• Text segment:
== == ==

The inscription of this temple tells us about a cermony called Shivasaharatri celebrated inside this temple. Shivasaharatri memorizes the night when Shiva made love with his nine wives to absorb female energy called Shakti, he thereby increased his sprititual energy to create the universe and all creatures. After completing his creation work Shiva died on his wife’s chest. Shiva's Linga and his wife’s Yoni symbolize this creational power. Brahmins poured water or milk on the top of the Linga, and afterwards collected the holy liquid from the spout of the Yoni panel.
Chau Say Tevoda was a syncretistic Hindu and Buddhist temple, as there are not only Hindu topics depicted in the lintels' and pediments' stone carvings, but Buddhist legends, too, the popular story of Preah Visadatara in particular. Some Buddhist reliefs at pediments were thoroughly scratched out during the iconoclasm period in the late 13th century. That's why Glaize calls the temple "Brahmanic" (Hindu). But the pediment at the west face of the southern satellite building marks the temple Buddhist.

== == ==

• What you will do:
1. Answer these questions from the Chau Say Tevoda text:
(a) What ceremony does the temple's inscription describe?
(b) What did Brahmins pour on the top of the Linga?
(c) When were some Buddhist reliefs on the pediments scratched out?
2. Can you summarize the Chau Say Tevoda text in two sentences?
3. Write the next part of the Chau Say Tevoda text, picking up after its final sentence.

• Record excerpts:
== == ==

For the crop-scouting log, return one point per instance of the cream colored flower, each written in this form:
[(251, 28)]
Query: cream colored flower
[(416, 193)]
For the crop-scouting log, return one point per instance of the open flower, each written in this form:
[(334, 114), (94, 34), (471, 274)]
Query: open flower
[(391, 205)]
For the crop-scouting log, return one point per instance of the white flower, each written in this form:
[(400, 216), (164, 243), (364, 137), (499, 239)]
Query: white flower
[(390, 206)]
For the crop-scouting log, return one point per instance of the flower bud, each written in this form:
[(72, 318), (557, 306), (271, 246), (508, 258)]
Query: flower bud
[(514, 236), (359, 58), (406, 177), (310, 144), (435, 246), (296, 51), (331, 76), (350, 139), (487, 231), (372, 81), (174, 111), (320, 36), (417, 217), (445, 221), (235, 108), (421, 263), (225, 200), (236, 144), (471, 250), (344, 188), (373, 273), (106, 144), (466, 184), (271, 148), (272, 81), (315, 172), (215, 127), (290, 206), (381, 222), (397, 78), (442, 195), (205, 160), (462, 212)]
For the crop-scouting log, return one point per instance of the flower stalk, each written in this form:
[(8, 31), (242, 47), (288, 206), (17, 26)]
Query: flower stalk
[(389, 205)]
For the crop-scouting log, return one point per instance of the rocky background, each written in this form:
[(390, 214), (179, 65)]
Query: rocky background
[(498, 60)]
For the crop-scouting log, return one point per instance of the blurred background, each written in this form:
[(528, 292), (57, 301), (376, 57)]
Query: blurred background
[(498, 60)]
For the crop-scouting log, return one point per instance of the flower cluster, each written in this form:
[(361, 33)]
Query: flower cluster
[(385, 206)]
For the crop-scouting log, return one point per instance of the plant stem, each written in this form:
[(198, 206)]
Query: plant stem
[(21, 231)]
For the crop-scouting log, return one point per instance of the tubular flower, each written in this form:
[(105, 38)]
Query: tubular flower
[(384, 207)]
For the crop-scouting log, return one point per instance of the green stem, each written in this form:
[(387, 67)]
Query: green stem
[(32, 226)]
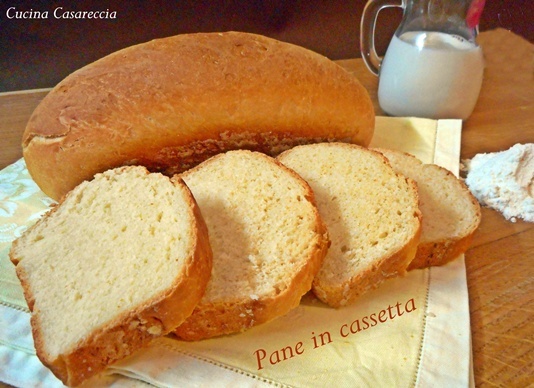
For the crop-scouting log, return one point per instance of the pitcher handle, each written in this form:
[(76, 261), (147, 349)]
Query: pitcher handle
[(367, 31)]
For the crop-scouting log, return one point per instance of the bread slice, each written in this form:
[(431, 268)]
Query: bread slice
[(267, 237), (371, 213), (451, 214), (121, 260)]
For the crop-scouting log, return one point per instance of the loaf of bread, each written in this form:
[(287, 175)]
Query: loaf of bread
[(371, 213), (451, 214), (267, 237), (122, 260), (171, 103)]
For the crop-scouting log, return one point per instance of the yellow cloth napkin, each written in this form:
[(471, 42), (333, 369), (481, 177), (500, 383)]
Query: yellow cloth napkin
[(412, 331)]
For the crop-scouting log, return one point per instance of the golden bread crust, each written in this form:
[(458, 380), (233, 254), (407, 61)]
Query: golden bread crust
[(171, 103)]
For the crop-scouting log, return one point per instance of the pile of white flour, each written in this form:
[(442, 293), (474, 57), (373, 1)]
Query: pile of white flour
[(504, 181)]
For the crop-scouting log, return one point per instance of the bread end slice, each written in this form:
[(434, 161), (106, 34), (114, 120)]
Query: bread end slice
[(122, 259)]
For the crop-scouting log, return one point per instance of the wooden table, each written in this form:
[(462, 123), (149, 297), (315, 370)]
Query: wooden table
[(500, 262)]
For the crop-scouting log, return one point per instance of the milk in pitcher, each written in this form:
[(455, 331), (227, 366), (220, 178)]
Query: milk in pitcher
[(430, 74)]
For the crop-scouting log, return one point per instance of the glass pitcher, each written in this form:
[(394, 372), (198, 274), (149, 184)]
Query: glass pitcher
[(433, 66)]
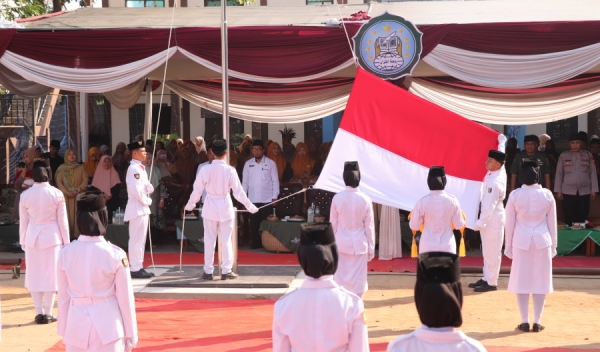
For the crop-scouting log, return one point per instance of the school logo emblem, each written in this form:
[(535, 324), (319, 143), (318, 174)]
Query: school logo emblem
[(388, 46)]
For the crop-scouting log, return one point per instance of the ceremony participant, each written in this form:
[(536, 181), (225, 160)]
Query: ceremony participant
[(138, 209), (351, 217), (576, 181), (439, 299), (438, 212), (43, 231), (530, 153), (218, 213), (320, 315), (261, 182), (531, 239), (95, 296), (491, 221)]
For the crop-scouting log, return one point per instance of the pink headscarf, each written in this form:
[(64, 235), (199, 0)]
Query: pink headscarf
[(104, 179)]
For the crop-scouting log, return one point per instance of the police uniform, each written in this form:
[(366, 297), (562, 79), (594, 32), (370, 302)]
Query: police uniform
[(218, 179), (95, 295), (352, 220), (438, 213), (576, 178), (43, 230), (491, 224), (261, 182), (319, 316), (137, 212)]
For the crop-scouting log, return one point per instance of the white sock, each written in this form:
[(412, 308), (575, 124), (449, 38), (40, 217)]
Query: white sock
[(49, 302), (523, 301), (37, 302), (538, 307)]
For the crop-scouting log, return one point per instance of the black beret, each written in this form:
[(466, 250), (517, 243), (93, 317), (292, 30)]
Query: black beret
[(498, 155), (316, 233), (90, 201)]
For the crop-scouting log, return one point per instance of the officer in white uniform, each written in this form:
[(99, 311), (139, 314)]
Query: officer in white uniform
[(531, 240), (218, 179), (320, 315), (138, 209), (261, 182), (352, 220), (438, 213), (43, 231), (491, 221), (95, 296), (439, 298)]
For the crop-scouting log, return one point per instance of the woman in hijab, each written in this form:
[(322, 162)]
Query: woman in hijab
[(303, 163), (91, 163), (71, 179), (107, 180)]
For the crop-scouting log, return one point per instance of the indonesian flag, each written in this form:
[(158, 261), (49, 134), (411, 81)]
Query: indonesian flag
[(396, 136)]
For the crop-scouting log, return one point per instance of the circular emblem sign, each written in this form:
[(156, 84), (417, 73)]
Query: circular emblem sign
[(388, 46)]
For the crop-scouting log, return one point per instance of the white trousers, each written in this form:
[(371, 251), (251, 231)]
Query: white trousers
[(138, 227), (491, 245), (222, 229)]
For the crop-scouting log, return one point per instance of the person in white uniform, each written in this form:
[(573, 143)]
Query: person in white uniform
[(439, 299), (531, 239), (320, 315), (491, 221), (218, 179), (95, 296), (438, 213), (261, 182), (137, 211), (43, 231), (352, 220)]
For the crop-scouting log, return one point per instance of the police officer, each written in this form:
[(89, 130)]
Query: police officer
[(531, 153), (438, 212), (43, 230), (95, 296), (261, 182), (138, 209), (491, 221), (352, 221), (320, 315), (576, 181), (218, 179)]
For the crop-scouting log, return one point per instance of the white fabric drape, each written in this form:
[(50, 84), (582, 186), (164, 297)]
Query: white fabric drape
[(510, 109), (84, 80), (390, 236), (268, 109), (513, 71)]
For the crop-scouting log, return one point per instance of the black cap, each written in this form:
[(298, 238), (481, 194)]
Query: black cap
[(135, 145), (498, 155)]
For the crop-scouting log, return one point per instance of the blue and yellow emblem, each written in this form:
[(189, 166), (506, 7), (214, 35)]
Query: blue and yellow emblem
[(388, 46)]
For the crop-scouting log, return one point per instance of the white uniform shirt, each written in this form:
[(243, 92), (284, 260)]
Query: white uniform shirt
[(351, 217), (492, 206), (138, 203), (439, 212), (531, 214), (319, 316), (43, 216), (425, 339), (217, 179), (260, 180), (94, 291)]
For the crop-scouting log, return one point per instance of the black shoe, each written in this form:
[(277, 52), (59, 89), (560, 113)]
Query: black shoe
[(478, 283), (229, 276), (485, 287)]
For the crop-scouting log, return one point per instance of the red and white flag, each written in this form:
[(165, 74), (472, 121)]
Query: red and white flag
[(396, 136)]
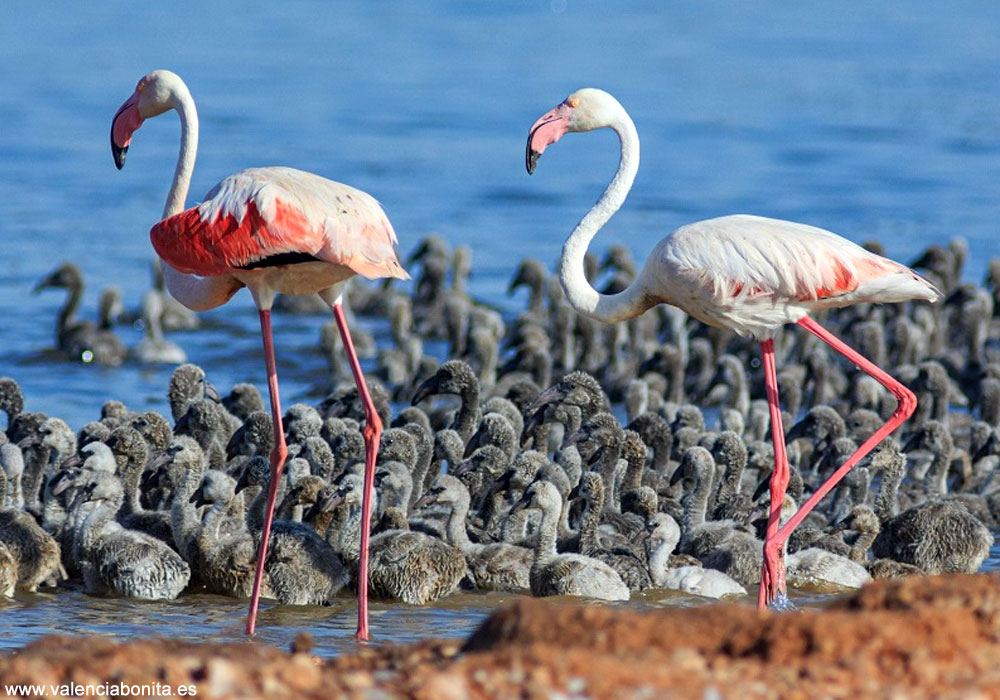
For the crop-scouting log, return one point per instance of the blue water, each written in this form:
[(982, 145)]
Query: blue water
[(874, 120)]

== == ==

• Results for each task:
1.
(a) Shivasaharatri
(b) Water or milk
(c) In the late 13th century, during the iconoclasm period

2. The temple's inscription describes the Shivasaharatri ceremony, which commemorates the night Shiva absorbed female energy from his nine wives to create the universe, a creative power symbolized by the Linga and Yoni on which Brahmins poured water or milk. The temple was both Hindu and Buddhist, with carvings of Hindu topics and Buddhist legends such as Preah Visadatara, though some Buddhist reliefs were scratched out in the late 13th century.

3.
Chau Say Tevoda was built in the Angkor Wat style in the middle of the 12th century, it is a few decades younger than the nearby Thommanon temple. From 2000 to 2009 Chau Say Tevoda was restored by a Chinese team, sponsored by the government of the People's Republic of China. In late 2009 it was reopened and now is fully accessible for the public.
There is no specific time of the day most recommendable for a visit of this temple. Even noon has some advantages, concerning the kind of shadows. Tickets will not be checked, or only occasionally. But when you are arriving from Siem Reap, your ticket will certainly be checked at the access roads to Angkor's main monuments.